Written request:
How many lines in the rows below contain the string "folding"? Reply with only the number.

The input:
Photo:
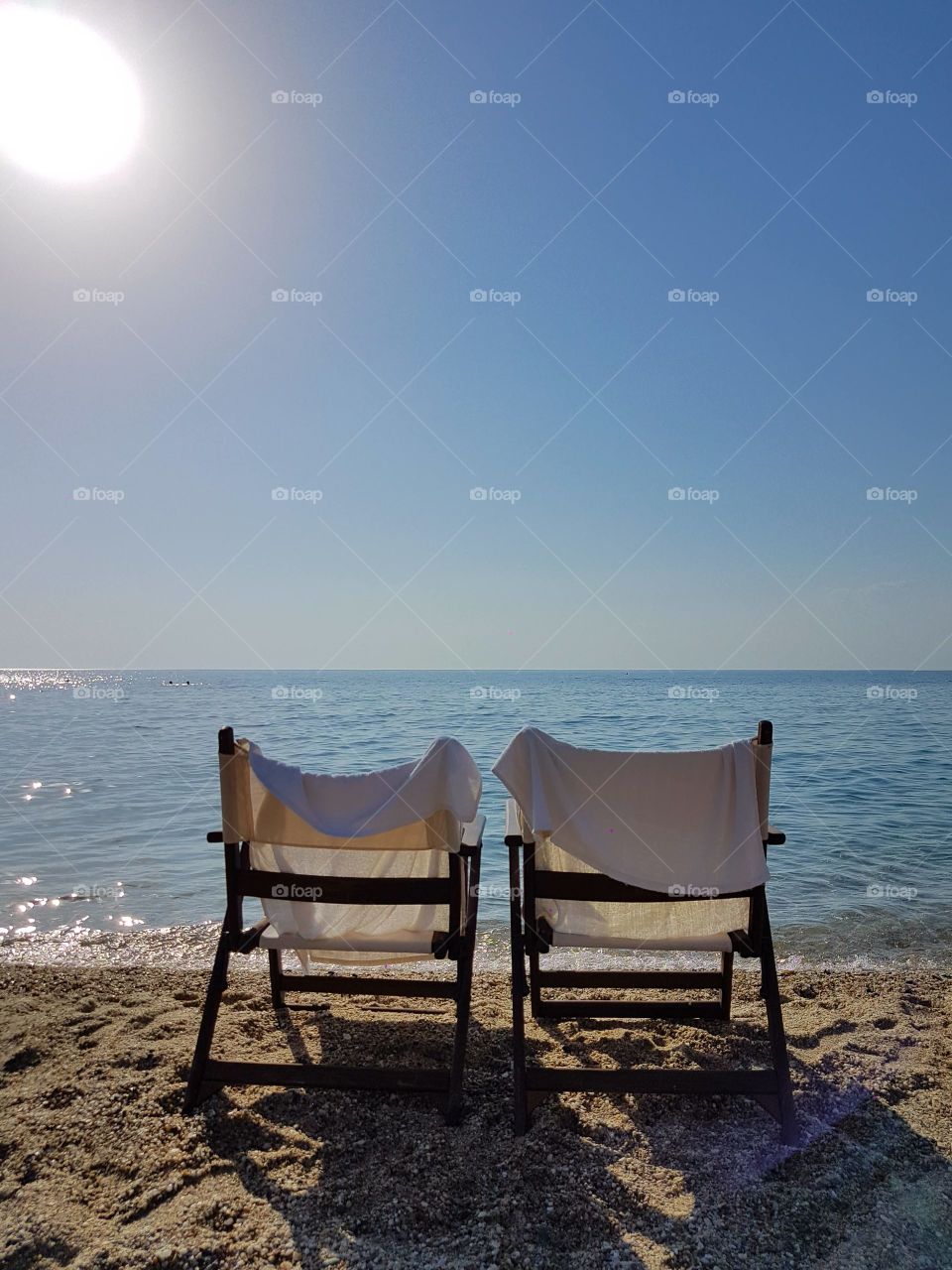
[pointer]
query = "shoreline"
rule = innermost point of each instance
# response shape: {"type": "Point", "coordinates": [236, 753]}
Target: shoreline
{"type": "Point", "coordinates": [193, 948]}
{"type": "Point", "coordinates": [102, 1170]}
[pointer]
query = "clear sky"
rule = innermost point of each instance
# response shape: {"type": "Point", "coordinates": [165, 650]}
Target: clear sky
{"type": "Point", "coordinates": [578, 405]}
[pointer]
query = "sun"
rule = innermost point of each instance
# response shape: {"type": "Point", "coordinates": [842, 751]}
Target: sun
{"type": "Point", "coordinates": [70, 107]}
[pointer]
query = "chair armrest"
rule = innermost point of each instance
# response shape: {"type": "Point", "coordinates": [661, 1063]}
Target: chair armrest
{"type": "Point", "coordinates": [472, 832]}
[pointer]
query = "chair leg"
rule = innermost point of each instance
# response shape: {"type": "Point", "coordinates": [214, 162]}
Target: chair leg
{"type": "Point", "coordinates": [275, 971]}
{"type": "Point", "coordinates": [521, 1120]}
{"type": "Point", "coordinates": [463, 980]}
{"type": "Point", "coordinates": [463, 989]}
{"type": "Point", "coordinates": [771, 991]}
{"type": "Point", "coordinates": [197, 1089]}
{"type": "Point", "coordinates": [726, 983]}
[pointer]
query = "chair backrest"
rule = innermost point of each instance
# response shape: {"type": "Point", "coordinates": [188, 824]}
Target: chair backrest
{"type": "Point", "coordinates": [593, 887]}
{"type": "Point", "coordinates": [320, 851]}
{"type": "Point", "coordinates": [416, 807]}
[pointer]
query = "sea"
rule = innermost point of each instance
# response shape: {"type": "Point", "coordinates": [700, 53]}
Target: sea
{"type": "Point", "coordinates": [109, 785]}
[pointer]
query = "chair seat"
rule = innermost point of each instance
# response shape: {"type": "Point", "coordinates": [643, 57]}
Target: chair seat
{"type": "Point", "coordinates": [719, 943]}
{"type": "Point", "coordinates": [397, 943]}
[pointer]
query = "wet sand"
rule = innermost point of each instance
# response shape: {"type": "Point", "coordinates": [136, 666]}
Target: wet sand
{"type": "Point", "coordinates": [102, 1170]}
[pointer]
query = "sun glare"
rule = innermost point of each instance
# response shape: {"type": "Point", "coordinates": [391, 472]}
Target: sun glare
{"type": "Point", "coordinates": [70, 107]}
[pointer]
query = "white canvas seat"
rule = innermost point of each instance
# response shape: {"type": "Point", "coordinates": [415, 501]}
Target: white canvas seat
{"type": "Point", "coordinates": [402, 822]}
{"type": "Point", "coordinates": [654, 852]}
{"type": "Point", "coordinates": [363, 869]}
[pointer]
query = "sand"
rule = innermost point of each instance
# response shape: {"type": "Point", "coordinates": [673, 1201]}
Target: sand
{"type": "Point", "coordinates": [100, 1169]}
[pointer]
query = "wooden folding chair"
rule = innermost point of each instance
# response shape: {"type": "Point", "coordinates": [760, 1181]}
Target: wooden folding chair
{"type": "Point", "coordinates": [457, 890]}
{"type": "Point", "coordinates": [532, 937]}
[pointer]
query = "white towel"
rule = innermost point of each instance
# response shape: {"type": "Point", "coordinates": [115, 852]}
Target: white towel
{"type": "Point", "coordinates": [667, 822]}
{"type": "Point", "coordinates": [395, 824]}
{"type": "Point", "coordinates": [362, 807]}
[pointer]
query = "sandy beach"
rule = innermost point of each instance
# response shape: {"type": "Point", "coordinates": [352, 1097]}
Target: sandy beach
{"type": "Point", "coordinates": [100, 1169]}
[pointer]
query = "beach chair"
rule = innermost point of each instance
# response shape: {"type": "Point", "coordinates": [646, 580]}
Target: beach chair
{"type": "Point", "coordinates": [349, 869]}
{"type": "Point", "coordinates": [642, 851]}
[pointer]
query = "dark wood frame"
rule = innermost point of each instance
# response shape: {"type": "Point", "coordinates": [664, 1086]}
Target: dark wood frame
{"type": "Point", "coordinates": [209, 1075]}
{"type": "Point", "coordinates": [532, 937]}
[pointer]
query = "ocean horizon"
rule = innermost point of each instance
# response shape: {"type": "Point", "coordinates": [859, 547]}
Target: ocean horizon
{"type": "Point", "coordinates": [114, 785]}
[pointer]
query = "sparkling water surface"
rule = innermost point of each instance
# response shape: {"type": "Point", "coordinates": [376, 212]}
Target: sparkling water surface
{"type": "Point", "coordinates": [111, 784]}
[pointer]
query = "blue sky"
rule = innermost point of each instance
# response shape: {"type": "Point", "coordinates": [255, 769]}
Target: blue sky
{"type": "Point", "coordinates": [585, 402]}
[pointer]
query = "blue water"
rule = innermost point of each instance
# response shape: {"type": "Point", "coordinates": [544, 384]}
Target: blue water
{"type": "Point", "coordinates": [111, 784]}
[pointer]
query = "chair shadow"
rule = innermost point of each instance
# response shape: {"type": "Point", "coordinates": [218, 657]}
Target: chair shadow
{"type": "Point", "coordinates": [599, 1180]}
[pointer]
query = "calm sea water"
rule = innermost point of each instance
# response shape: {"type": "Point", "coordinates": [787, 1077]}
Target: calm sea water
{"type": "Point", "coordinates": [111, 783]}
==
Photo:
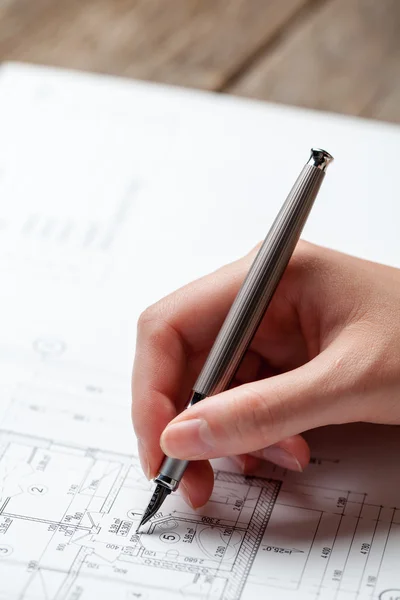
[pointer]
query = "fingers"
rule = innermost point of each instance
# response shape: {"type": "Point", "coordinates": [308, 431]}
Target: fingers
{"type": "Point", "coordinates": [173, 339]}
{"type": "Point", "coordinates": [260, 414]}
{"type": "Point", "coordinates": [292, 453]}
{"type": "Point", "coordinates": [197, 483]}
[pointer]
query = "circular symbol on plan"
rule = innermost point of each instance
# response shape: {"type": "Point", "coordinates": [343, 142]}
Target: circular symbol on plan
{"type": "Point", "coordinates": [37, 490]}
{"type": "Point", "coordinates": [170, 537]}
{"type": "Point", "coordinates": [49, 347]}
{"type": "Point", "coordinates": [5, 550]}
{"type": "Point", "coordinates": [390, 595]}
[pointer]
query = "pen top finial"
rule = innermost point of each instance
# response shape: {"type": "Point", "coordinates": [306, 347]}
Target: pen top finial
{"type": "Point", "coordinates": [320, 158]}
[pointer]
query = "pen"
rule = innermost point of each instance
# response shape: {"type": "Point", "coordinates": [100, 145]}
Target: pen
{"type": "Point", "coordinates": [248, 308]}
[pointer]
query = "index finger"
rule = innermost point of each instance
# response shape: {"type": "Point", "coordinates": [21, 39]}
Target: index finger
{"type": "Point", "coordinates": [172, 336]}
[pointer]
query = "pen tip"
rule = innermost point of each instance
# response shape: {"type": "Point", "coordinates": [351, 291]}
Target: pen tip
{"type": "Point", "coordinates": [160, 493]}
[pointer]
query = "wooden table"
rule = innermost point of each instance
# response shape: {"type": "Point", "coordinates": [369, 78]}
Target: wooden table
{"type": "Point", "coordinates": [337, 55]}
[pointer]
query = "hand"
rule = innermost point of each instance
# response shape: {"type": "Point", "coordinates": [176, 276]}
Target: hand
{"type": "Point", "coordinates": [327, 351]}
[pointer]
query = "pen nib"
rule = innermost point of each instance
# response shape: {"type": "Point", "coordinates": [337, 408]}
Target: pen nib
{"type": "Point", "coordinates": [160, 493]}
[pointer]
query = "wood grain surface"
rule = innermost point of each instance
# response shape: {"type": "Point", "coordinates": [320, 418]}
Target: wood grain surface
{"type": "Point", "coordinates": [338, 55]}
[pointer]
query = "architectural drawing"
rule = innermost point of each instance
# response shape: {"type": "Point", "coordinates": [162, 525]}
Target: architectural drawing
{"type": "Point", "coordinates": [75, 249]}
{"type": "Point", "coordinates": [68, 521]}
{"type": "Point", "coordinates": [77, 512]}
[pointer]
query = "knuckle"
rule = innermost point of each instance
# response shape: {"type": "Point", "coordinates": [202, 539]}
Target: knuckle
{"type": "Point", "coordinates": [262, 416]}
...
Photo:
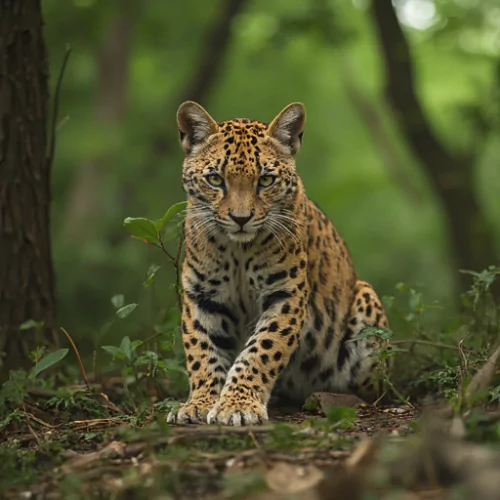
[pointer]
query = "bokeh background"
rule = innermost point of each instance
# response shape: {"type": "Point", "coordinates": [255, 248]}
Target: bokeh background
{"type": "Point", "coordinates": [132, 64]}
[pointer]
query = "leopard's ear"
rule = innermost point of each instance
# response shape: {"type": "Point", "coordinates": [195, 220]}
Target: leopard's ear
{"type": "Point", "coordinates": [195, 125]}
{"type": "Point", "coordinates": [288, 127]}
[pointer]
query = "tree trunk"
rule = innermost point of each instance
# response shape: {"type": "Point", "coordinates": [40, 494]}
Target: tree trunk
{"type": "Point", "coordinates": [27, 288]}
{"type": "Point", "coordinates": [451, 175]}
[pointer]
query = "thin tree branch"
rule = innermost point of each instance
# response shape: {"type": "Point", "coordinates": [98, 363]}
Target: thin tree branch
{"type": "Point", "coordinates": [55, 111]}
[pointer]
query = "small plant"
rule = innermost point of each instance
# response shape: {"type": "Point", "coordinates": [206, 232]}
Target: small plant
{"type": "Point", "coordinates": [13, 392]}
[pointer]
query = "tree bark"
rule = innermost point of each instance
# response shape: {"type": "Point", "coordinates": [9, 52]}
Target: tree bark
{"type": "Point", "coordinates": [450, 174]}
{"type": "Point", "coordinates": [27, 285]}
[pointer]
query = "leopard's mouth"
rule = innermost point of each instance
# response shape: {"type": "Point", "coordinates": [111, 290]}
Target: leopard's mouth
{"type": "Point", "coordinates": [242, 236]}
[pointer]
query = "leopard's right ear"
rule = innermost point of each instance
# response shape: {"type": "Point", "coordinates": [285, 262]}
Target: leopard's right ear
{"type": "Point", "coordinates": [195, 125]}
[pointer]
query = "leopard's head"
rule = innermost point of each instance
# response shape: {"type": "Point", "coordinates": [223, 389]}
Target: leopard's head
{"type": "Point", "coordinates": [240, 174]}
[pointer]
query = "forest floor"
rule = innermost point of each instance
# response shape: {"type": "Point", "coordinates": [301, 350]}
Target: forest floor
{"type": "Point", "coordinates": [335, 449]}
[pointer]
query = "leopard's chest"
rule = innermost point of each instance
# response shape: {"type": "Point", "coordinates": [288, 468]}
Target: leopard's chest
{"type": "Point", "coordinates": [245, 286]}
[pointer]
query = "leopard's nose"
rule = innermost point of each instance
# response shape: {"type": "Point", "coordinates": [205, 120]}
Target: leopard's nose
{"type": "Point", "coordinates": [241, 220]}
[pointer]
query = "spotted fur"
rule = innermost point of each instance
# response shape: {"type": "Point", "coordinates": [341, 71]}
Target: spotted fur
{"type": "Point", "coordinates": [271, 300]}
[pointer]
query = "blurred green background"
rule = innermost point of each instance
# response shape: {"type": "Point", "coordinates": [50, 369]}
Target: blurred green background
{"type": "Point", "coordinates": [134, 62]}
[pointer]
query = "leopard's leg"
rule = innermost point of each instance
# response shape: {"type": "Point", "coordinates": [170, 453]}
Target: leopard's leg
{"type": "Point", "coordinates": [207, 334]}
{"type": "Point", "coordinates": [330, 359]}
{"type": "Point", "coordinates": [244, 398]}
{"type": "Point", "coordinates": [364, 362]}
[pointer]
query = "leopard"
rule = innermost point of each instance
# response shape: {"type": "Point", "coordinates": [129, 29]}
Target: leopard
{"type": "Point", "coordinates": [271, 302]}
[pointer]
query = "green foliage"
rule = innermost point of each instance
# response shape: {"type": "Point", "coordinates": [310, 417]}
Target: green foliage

Written reply:
2